:: PAGE ::

In any event, as a Manhattanite, I can attest that "The Dakota" is the only name in common use and as such, should be the name of this article as well as the name used in the lead. If appropriate, a reference can be added at an appropriate place in the article to "Dakota Apartments" as an alternative name.

Addendum: The owner of the building (the cooperative corporation) is The Dakota Inc., and "the Dakota" is used in sources such as court decisions (e.g. here).

As a matter of procedure, I suggest that the article should remain under the name it had without dispute for many years until the RFC is resolved. Newyorkbrad (talk) 02:36, 26 June 2013 (UTC)

Jackson, Kenneth T., ed. (2010). The Encyclopedia of New York City (2nd ed.). New Haven: Yale University Press. ISBN 978-0-300-11465-2., p.342:

Over the years the Dakota become perhaps the most recognizable apartment building in the city.

p.343:

The Dakota, 2009 [caption to photograph]

Beyond My Ken (talk) 03:05, 26 June 2013 (UTC)
Conversely, it's "Dakota Apartments" at the Museum of the City of New York, here (at this URL with a bracket in it, making condensing difficult: http://collections.mcny.org/Collection/[Dakota%20Apartments.]-2F3XC5IW55UU.html) and elsewhere. --Tenebrae (talk) 13:36, 26 June 2013 (UTC)
It is not a matter of moving the article. A previous move discussion (above) failed to gain support. Epicgenius(talk to mesee my contributions) 11:10, 26 June 2013 (UTC)

:::

REQUEST A: Translate this sentence from the naming discussion into Spanish: "A previous move discussion (above) failed to gain support."

:: DATA FOR THE TASK ::

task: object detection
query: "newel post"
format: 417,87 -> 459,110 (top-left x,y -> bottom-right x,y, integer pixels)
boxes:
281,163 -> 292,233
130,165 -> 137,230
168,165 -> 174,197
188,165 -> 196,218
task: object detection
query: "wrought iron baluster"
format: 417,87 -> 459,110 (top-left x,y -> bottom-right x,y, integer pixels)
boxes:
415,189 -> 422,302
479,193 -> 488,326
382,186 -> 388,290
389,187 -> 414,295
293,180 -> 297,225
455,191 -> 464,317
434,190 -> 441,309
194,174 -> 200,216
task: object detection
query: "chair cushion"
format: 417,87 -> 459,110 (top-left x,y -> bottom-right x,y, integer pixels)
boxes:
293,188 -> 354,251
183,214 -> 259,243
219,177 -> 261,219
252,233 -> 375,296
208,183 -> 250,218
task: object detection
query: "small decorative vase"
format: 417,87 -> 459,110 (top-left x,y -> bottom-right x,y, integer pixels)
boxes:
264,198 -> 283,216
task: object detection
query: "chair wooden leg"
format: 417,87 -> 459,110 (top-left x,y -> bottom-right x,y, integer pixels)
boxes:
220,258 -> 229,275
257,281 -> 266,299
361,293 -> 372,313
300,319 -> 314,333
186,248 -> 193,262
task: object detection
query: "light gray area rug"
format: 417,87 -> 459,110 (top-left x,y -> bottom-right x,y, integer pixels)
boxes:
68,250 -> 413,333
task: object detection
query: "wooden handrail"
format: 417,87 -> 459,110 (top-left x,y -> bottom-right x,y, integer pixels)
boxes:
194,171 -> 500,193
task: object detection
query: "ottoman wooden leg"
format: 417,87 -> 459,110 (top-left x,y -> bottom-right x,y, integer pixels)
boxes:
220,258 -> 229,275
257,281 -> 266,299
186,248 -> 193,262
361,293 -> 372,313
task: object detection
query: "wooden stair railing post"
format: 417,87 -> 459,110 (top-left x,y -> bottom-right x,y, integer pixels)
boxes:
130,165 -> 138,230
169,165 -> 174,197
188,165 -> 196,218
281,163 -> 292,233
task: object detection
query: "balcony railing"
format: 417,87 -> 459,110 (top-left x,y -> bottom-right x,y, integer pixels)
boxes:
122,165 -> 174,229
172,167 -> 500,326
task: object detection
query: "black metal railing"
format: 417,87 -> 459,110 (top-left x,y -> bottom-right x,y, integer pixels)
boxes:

:::

REQUEST B: Reproduce the rows from the first one through the row that contains "194,174 -> 200,216", including both of those rows.

WORKED ANSWER A: Una discusión previa sobre el traslado (arriba) no logró obtener apoyo.

WORKED ANSWER B:
task: object detection
query: "newel post"
format: 417,87 -> 459,110 (top-left x,y -> bottom-right x,y, integer pixels)
boxes:
281,163 -> 292,233
130,165 -> 137,230
168,165 -> 174,197
188,165 -> 196,218
task: object detection
query: "wrought iron baluster"
format: 417,87 -> 459,110 (top-left x,y -> bottom-right x,y, integer pixels)
boxes:
415,189 -> 422,302
479,193 -> 488,326
382,186 -> 388,290
389,187 -> 414,295
293,180 -> 297,225
455,191 -> 464,317
434,190 -> 441,309
194,174 -> 200,216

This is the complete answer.